> _Material provided_:
━━━━
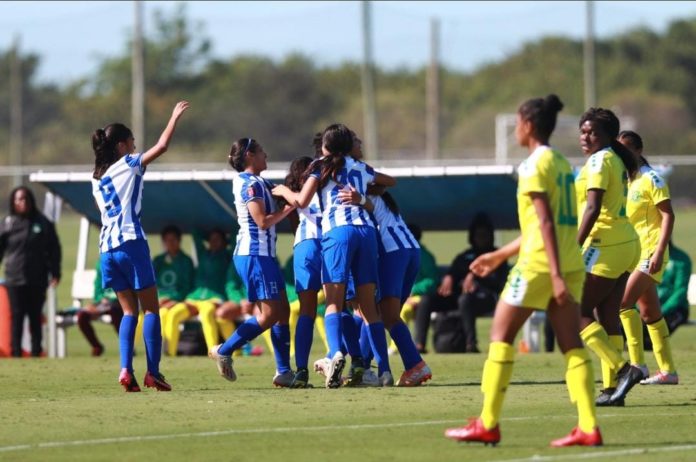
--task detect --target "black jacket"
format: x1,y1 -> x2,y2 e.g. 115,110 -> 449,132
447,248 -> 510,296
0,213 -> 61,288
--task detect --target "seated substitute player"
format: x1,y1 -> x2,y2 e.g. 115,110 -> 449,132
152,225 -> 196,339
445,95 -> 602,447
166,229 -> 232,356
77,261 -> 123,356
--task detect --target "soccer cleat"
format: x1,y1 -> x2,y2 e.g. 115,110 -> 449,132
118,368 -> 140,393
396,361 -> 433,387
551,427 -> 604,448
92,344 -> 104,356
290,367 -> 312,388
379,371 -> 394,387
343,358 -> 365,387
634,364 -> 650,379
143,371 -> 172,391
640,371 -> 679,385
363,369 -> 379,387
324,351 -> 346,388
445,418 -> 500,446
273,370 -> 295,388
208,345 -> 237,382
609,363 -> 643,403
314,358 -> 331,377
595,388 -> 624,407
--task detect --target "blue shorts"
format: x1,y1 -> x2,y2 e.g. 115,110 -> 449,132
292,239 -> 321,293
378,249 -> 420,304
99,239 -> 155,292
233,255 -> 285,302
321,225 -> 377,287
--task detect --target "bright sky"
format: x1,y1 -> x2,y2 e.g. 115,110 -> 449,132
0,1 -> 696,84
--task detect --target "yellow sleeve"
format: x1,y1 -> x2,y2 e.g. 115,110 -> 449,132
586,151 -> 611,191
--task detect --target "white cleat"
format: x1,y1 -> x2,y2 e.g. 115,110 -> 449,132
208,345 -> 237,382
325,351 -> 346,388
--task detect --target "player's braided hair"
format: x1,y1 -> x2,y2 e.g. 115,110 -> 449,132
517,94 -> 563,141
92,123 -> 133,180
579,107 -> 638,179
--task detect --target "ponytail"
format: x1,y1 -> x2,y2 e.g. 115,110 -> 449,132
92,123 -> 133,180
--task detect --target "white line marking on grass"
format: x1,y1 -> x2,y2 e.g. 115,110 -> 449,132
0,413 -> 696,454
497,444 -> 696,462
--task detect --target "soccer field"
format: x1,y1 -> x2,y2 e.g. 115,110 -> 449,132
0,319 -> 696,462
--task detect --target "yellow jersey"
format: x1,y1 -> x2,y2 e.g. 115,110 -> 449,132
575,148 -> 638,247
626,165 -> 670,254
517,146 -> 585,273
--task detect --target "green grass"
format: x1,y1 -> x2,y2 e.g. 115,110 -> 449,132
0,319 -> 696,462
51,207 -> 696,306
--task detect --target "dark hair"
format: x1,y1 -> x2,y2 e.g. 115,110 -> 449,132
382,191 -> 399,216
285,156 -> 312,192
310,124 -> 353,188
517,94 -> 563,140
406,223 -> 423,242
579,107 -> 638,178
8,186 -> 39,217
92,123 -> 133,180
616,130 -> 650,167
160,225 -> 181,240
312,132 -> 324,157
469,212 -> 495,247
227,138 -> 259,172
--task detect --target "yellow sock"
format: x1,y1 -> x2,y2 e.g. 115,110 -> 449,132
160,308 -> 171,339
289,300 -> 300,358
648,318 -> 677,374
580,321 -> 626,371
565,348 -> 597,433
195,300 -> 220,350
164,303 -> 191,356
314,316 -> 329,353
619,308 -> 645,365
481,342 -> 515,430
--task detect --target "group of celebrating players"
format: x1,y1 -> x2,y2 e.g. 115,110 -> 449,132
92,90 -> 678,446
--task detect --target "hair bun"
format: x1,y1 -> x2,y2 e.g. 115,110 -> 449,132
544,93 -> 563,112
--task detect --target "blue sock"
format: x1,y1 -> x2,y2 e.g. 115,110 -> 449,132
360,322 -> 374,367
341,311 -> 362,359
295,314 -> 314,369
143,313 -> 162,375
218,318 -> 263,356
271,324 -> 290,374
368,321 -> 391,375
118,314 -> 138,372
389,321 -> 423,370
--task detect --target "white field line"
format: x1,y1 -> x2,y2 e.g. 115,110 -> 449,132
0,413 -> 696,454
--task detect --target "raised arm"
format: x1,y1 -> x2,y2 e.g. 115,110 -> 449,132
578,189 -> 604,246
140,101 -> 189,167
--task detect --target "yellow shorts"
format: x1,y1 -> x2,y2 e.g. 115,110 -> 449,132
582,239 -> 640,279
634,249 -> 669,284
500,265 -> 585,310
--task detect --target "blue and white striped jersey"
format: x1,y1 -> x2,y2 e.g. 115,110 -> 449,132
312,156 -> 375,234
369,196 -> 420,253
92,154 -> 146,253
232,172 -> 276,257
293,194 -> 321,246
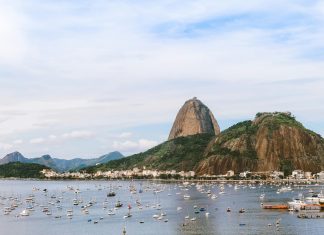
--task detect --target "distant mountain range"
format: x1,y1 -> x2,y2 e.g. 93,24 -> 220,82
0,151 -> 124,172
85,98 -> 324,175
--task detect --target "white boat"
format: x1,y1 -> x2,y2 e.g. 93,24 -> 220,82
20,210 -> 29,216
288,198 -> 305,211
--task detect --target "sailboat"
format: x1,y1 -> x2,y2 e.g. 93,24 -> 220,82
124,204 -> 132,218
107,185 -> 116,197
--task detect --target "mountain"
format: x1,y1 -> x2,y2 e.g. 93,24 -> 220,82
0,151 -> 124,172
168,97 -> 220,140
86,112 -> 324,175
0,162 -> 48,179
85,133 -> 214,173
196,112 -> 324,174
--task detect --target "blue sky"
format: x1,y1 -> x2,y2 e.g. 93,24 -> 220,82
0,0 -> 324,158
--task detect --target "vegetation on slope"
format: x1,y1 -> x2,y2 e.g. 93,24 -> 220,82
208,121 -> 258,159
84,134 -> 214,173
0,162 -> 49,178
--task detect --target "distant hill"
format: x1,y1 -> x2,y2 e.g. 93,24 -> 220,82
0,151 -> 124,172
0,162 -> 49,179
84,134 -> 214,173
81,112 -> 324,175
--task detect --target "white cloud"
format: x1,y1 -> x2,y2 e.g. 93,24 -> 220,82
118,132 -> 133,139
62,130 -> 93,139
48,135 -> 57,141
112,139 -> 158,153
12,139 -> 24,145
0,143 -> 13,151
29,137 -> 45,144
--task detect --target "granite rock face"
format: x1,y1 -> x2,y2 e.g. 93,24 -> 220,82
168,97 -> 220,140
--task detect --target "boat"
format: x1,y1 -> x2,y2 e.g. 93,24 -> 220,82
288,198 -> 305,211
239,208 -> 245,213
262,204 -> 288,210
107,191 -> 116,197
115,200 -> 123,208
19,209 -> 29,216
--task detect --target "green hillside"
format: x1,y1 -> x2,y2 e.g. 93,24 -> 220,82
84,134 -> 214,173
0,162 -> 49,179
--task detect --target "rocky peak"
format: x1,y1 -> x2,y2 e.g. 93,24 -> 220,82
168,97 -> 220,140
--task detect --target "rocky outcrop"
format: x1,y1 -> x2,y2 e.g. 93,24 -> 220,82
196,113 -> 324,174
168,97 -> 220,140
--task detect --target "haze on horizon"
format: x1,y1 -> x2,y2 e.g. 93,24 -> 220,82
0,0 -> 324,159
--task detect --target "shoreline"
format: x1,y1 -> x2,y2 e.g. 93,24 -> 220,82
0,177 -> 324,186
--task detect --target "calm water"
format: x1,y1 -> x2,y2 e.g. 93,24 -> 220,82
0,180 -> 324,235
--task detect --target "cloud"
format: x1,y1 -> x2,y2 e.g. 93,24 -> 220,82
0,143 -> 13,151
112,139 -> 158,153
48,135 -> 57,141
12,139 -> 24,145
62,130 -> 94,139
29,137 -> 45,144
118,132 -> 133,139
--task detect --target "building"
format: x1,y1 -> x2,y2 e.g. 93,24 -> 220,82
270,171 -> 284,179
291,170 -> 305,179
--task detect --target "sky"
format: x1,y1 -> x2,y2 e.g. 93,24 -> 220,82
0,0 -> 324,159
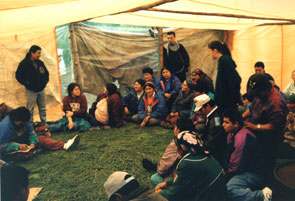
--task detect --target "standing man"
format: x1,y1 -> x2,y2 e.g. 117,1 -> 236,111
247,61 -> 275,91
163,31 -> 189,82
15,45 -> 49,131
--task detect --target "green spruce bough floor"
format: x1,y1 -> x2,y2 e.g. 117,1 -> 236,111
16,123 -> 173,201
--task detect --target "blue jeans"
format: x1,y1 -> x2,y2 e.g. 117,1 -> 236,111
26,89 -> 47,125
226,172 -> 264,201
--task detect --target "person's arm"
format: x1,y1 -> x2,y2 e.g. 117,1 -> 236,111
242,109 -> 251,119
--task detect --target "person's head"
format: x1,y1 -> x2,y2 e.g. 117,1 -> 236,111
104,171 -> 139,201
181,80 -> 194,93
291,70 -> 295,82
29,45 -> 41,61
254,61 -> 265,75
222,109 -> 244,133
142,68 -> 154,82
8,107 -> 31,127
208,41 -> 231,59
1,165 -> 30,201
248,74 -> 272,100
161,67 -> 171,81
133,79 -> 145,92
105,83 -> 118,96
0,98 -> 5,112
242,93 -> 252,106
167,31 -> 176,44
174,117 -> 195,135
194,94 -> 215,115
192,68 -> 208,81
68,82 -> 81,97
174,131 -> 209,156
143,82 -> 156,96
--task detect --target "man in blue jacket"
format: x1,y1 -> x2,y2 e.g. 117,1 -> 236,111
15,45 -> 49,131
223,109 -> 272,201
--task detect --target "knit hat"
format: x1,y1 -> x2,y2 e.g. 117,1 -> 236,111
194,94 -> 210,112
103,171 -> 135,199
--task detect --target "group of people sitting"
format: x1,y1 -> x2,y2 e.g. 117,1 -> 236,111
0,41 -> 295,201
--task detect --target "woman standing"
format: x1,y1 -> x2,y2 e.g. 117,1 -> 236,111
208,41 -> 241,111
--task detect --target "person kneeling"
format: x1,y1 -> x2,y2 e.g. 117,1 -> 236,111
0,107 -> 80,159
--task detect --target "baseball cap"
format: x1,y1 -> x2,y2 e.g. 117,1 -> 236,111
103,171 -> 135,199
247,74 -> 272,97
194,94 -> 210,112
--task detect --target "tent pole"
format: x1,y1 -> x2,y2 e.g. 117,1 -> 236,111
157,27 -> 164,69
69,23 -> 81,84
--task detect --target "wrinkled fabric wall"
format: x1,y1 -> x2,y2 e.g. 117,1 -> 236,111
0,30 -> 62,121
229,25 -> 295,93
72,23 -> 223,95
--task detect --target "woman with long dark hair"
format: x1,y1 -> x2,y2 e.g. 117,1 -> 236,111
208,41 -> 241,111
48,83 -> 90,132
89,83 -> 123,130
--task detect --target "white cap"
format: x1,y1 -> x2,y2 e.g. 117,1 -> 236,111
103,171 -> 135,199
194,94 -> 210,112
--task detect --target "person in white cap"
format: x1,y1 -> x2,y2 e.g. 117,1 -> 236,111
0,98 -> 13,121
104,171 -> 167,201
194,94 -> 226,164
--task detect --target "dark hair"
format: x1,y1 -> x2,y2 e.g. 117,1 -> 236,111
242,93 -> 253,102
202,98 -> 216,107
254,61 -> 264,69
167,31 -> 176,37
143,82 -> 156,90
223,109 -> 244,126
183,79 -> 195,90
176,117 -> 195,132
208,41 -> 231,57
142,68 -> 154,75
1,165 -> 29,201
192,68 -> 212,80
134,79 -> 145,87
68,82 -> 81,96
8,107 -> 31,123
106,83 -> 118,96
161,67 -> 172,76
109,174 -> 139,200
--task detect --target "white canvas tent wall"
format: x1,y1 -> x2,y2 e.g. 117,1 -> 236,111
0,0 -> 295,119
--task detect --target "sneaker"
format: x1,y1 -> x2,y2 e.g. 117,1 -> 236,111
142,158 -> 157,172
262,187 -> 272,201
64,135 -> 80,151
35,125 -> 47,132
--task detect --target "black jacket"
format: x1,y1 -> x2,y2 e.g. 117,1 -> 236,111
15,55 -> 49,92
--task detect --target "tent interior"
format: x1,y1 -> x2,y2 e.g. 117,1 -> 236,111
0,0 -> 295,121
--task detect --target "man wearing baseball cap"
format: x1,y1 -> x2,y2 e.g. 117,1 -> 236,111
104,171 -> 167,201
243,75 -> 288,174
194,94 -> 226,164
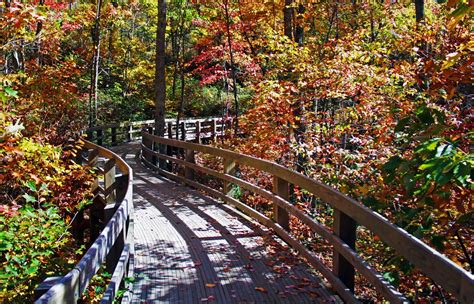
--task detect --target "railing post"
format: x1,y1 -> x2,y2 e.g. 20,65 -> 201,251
━━━━
> _Directions_:
Update the records from their start through the line containing "77,261 -> 123,356", changing "seated" to "benched" and leaving everything else as it is. Omit the pictures from your answer.

> _Solved exercise_:
--task detect --target "black jacket"
format: x1,y1 -> x2,y2 e.g. 115,110 -> 449,132
447,248 -> 510,296
0,213 -> 61,288
--task detect --target "benched substitute player"
format: x1,y1 -> x2,y2 e.g. 115,110 -> 449,132
152,225 -> 196,339
445,95 -> 602,447
166,229 -> 232,356
77,261 -> 123,356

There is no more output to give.